* [TEXT EXCERPT]

* start *

Yet if anyone thinks this ended the matter, and that it was possible to finalize a plan for the rehabilitation of the destroyed Keidan, he understands neither the Jewish character nor the nature of those wild days. At that time, Bolshevik influence was widening and spreading. The Bolshevik plan was to destroy all communal committees that were under influence of Zionists, as well as those who supported them. Two youths, Finkelshtein and Marilinski, did all they could to destroy the communal committee and to attract the masses. The American money provided a good opportunity for this. A man, whose name I can’t recall, stood at the head of a mob, demanding the money be divided among them. “The money was sent by our grandmothers and aunts for us, and not for the banks,” they contended. They accepted no explanations:  That children had no schools and no Talmud Torahs, that there were no buildings and no shops, that there was no credit and no aid – nothing helped. Blood was going to be spilled. The leader was an uneducated worker, and the intellectual teachers were the youths Finkelstein and Marilinski.

When German soldiers had first entered Keidan, I and Chaim Berel Srolov had followed close behind. It is difficult to describe the situation of Keidan at that time. The Russian army had expelled the Jews, then fled themselves. Before the Germans entered, the gentile inhabitants of the area had plundered everything: merchandise, furniture, utensils. They removed windows and doors, and took everything possible out of the houses. The black holes that remained made the buildings look like empty graves in the cemetery. Only lone German soldiers and starving dogs were visible in the streets.

It was not surprising in that situation that the arrival of so much money caused some to lose all sense of proportion. The town was in turmoil. Some wanted to rebuild. Some wanted the money divided among themselves, and some – typically the well off – were indifferent. One evening Ginzburg and I were invited to a meeting. When we arrived and Ginzburg saw the faces of the crowd, he said to me: “You conduct the meeting, I haven’t the strength for such a mob!” Meanwhile my friends warned me that some in the crowd had filled their pockets with stones, and had decided to finish me off.

I opened the meeting with an attack: “Very honorable and organized assembly, I know you have decided to stone me with rocks. I ask you to leave a few stones also for Zundel Ginzburg. He is a decent man, a veteran communal worker, and such a decent man should be given his due. You, if you ever become communal workers, will receive nothing. Stones must be earned and you won’t earn them. For this you require special privilege. Zundel Ginzburg and I have decided that, as long as we live, you will not get this money. Isn’t that so, Mr. Ginzburg?” He stood up and called out, “Undeniably true!.” I continued: “But I am prepared to make you an honest proposal: Choose three or five from among you to make decisions together with the communal committee, but those decisions will be final and without any protests.”

* end *

* [STORED ROWS]

* start *

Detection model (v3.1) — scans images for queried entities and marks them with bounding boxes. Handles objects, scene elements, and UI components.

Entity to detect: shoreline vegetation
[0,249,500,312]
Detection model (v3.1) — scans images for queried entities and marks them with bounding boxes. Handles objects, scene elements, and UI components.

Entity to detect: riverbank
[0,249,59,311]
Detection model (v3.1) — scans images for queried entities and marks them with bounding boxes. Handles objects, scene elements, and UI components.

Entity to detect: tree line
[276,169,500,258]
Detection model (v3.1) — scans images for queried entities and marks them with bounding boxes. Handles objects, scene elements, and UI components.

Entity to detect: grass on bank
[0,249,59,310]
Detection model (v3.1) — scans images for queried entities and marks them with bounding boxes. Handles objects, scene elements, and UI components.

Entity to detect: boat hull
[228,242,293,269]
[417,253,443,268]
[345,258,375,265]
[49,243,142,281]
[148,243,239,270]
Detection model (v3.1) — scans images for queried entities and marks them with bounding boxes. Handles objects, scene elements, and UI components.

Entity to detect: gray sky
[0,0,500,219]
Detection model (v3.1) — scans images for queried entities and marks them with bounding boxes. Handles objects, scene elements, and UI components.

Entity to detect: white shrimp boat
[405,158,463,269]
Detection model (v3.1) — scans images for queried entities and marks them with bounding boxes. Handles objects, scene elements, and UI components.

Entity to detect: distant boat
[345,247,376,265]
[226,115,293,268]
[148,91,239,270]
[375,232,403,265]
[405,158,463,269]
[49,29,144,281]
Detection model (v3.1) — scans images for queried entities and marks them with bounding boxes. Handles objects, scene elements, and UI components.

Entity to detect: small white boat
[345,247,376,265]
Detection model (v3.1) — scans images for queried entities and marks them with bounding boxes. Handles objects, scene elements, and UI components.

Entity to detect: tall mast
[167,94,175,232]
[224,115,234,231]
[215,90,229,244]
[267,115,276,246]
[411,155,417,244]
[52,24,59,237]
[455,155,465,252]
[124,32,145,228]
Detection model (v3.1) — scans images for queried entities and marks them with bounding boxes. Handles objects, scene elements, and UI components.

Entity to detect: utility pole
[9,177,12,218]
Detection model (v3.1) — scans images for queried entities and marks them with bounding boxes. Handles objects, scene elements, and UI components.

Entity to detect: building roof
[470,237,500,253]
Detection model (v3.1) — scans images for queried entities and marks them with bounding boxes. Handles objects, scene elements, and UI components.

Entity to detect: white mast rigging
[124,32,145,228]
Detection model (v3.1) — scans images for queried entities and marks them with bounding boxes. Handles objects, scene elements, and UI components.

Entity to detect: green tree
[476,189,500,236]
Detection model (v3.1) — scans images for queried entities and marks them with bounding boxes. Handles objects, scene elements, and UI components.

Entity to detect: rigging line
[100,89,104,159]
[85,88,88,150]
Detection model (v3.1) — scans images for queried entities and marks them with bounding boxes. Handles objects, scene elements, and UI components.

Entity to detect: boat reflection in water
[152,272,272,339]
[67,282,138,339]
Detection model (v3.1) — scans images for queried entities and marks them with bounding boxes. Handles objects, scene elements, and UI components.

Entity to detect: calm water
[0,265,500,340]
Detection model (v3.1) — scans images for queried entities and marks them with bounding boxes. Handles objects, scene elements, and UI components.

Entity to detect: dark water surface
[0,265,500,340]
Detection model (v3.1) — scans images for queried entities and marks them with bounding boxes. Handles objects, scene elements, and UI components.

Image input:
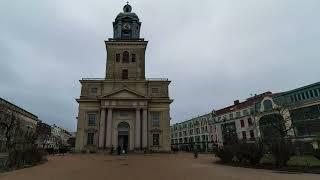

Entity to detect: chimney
[233,100,240,105]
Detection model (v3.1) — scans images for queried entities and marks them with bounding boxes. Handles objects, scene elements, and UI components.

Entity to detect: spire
[123,2,132,13]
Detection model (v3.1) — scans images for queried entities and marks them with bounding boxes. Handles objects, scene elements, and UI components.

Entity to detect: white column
[134,108,141,149]
[106,108,112,148]
[142,109,148,148]
[99,108,106,148]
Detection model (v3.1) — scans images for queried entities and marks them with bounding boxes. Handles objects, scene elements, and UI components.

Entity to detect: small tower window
[122,51,129,63]
[122,69,128,79]
[132,54,136,62]
[116,54,120,62]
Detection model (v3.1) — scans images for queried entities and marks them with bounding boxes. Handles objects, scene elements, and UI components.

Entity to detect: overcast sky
[0,0,320,131]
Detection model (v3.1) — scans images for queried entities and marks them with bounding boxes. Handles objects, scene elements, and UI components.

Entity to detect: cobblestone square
[0,153,320,180]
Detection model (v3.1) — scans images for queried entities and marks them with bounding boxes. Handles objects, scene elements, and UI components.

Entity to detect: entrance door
[118,122,129,153]
[118,134,128,152]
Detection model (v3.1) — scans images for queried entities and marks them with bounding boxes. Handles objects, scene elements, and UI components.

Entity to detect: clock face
[123,23,131,29]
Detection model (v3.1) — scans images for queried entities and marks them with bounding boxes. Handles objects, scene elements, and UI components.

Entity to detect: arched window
[122,51,129,63]
[263,99,272,111]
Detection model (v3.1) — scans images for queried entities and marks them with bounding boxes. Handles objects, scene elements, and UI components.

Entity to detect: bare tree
[0,105,22,150]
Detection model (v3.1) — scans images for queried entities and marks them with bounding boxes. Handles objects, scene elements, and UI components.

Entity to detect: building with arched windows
[171,82,320,152]
[76,4,173,152]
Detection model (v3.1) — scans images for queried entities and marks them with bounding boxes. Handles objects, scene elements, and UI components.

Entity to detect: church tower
[75,4,173,152]
[105,4,148,80]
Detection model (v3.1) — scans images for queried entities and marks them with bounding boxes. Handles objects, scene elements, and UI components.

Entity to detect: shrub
[270,139,294,167]
[215,146,233,163]
[232,142,263,165]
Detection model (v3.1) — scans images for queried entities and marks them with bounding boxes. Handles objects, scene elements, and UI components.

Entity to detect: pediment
[103,88,145,99]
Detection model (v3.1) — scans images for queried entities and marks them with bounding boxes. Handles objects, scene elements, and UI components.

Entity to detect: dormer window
[122,51,129,63]
[116,54,120,62]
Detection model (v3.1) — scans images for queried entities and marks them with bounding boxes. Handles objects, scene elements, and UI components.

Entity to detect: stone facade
[75,5,172,151]
[171,113,212,151]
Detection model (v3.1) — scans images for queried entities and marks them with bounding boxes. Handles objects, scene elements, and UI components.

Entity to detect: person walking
[117,145,121,155]
[193,147,198,159]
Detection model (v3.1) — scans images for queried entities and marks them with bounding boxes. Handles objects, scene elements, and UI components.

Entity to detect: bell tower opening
[105,3,148,81]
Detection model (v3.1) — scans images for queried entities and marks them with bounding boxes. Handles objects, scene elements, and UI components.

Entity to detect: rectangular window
[242,131,247,139]
[189,129,193,135]
[250,108,254,114]
[306,91,310,99]
[87,133,94,145]
[298,93,301,101]
[119,111,129,117]
[88,114,96,126]
[132,54,136,62]
[242,109,248,116]
[290,96,293,102]
[151,88,159,93]
[152,134,159,146]
[196,128,200,134]
[183,131,187,136]
[248,118,253,126]
[91,87,98,94]
[184,138,188,143]
[229,113,233,119]
[122,69,128,79]
[250,130,254,139]
[116,54,120,62]
[240,119,244,127]
[151,112,160,127]
[313,89,319,97]
[309,90,313,98]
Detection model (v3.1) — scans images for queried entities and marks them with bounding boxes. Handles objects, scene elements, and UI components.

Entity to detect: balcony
[82,78,169,81]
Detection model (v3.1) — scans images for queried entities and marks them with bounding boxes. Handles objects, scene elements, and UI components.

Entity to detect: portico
[99,94,148,151]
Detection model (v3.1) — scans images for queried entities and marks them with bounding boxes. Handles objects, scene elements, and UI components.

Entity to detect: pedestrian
[110,145,113,155]
[193,147,198,159]
[117,145,121,155]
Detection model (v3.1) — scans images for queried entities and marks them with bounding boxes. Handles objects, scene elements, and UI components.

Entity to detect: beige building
[76,4,173,151]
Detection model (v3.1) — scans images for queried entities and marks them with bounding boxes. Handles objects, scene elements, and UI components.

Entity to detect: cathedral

* end *

* [TASK SET]
(a) Write out the Keidan account from "It was not surprising" up to and including "finish me off.", substituting "gathering" for "meeting".
(b) Proceed with the account of postwar Keidan from the point where it stops.
These lines have nothing to do with the Keidan account.

* [RESPONSES IN ORDER]
(a)
It was not surprising in that situation that the arrival of so much money caused some to lose all sense of proportion. The town was in turmoil. Some wanted to rebuild. Some wanted the money divided among themselves, and some – typically the well off – were indifferent. One evening Ginzburg and I were invited to a gathering. When we arrived and Ginzburg saw the faces of the crowd, he said to me: “You conduct the gathering, I haven’t the strength for such a mob!” Meanwhile my friends warned me that some in the crowd had filled their pockets with stones, and had decided to finish me off.

(b)
They agreed. The committee decided eventually to build a school with a third of the money, to establish a bank for credit and loan assistance with another third, and to divide the remaining third among those most in need of loans and financial aid. This was almost identical to what I had suggested originally. With this I closed the meeting. However this whole affair robbed us both of any enthusiasm and creativity and we departed.

Ginzburg aged and grew weak. Along with our communal headaches, he was troubled by his young son, who had made an unsuitable marriage, and this led to his demise. In contrast, I was still young, active and dynamic.

I was elected to the Jewish national council. After a short while, my friends proposed to nominate me for the Lithuanian parliament, the Seimas. This was through Mr. Gorfinkel[3], who was also a representative to that body. In the meantime, the general situation of the Lithuanian Jews changed both for better and worse. The Jews of Lithuania began to experience freedom. With the country’s new independence, former leaders and members of the intelligentsia began to get organized.  Lithuania became a republic.  The Jews established a national council and organized the communities. An international committee to aid the Jews of the Baltic States was founded In Stockholm, Sweden. At the same time, young people in Lithuania found themselves without trades, without employment, without purpose.

The situation was beyond desperate, and the organized Jewish bodies pressured me to do something. I decided to go my own way – to agriculture. I hurried back to Totleben, this time as an old friend, with a detailed plan. The land given to the nobility by the Russian tsar was in fact, a form of robbery, leaving the peasants in the status of tenant farmers.  Their resentment of the nobility had grown, and the farmers hoped their lands would be returned to them when Lithuania became a republic.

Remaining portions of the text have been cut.